* Task *
Please copy the listing below from its first line through the line containing "[[781, 288], [747, 283], [698, 277]]", keeping every request and offsetting each coordinate in the answers by -47.

* Data *
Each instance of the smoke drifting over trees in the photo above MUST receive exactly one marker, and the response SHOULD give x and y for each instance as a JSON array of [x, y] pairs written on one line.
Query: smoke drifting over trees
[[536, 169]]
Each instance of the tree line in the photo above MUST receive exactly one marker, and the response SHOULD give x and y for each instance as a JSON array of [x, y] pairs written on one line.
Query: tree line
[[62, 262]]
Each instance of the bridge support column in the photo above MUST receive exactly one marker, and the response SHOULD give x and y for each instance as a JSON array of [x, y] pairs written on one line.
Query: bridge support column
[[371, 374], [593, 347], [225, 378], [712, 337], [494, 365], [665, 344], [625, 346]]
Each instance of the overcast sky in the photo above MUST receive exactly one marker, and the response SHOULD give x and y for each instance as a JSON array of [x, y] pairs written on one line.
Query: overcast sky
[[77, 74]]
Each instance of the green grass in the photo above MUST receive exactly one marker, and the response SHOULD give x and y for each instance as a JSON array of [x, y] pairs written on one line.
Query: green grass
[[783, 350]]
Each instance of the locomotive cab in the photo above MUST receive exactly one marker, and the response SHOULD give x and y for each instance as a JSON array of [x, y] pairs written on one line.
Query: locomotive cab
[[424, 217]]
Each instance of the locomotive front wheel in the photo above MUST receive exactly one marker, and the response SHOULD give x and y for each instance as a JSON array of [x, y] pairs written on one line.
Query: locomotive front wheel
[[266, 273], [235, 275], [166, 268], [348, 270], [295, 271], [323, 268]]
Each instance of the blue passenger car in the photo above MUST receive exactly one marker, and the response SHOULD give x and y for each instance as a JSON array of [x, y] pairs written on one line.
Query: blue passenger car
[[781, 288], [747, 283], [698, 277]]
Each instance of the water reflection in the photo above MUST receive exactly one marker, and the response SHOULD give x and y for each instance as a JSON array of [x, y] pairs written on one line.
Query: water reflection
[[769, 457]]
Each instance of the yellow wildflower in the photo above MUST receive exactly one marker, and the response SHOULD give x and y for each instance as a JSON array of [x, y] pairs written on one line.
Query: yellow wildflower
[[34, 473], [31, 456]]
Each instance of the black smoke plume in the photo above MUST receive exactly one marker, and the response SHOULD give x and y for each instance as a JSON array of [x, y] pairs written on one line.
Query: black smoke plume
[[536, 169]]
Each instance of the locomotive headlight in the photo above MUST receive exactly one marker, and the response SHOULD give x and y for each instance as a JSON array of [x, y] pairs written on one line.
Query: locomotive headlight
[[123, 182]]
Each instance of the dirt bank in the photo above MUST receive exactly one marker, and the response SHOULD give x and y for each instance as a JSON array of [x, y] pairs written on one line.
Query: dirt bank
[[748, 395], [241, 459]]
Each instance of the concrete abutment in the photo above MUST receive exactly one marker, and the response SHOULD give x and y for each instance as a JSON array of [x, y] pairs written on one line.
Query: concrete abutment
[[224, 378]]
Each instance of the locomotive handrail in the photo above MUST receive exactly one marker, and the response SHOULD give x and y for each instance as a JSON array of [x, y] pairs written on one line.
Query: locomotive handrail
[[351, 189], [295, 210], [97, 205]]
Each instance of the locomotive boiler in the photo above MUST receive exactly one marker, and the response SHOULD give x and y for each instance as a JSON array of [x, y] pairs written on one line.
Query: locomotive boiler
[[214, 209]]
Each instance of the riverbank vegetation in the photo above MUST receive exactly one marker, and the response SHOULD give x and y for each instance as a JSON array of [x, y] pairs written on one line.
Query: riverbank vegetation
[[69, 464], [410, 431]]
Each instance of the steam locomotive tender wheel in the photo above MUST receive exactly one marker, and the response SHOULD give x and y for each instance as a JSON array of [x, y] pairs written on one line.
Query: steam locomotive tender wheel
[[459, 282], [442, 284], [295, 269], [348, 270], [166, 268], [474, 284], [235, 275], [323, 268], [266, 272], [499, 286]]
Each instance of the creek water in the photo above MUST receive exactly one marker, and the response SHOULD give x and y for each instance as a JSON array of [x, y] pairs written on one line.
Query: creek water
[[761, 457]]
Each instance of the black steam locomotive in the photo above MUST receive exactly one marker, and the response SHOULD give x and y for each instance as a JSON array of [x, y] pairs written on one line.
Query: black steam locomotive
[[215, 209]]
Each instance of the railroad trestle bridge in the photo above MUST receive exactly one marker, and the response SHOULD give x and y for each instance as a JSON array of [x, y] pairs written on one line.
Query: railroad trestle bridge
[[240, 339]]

* Right answer *
Each instance of the smoke drifting over trees in the photo above MUST receive exactly one marker, and the response SHOULD give x and y for each instance as a JSON array of [x, y] pairs written on one line.
Query: smoke drifting over trees
[[489, 122]]
Each instance of the tree line in the photo above MUST receive exactly one marker, and the response SHOULD give x and y for each instance as a JSON array of [x, y] pairs written on one line.
Query: tree line
[[15, 215]]
Each instance of the bridge support column in the photo above MUST receive exactly one marker, and the response SHOULD give x and y for each instance as a JSON array of [x, y] pairs written on one line.
Query: bridge support column
[[324, 327], [546, 300], [178, 331], [665, 290], [447, 318], [618, 297], [578, 299]]
Each instance of the overcast sky in the photo above MUST receive exactly one marker, and the response SHOULD give x and y for each instance as a JSON array of [x, y] pairs written on one line.
Query: overcast sky
[[30, 27]]
Each instance of the green grass in the photo above MUST receive exactly one marker, and the response SHOULD give x and y for each instance as a JSON array of [x, y] pairs written on one line.
Query: green grass
[[736, 303]]
Each instance of the locomotive cab in the photo above MUST receive exactly one marker, and the response SHOULD give x and y for each instance as a JSON array of [x, y] pairs written on one line.
Query: locomotive cab
[[377, 170]]
Each instance of the locomotive front wheel in the photo above MUST receive exactly one marker, and the response SHOULD give x and y for each instance as a JSON array of [x, y] pairs written on one line.
Query: locomotive front wheel
[[219, 226], [188, 228], [119, 221], [301, 223], [248, 224], [276, 221]]
Each instance of the blue passenger car in the photo above MUST receive exactly one marker, and the response SHOULD give x and y for each instance as a JSON array of [x, y] pairs written on one line.
Query: blue passenger car
[[734, 241], [700, 236], [651, 230]]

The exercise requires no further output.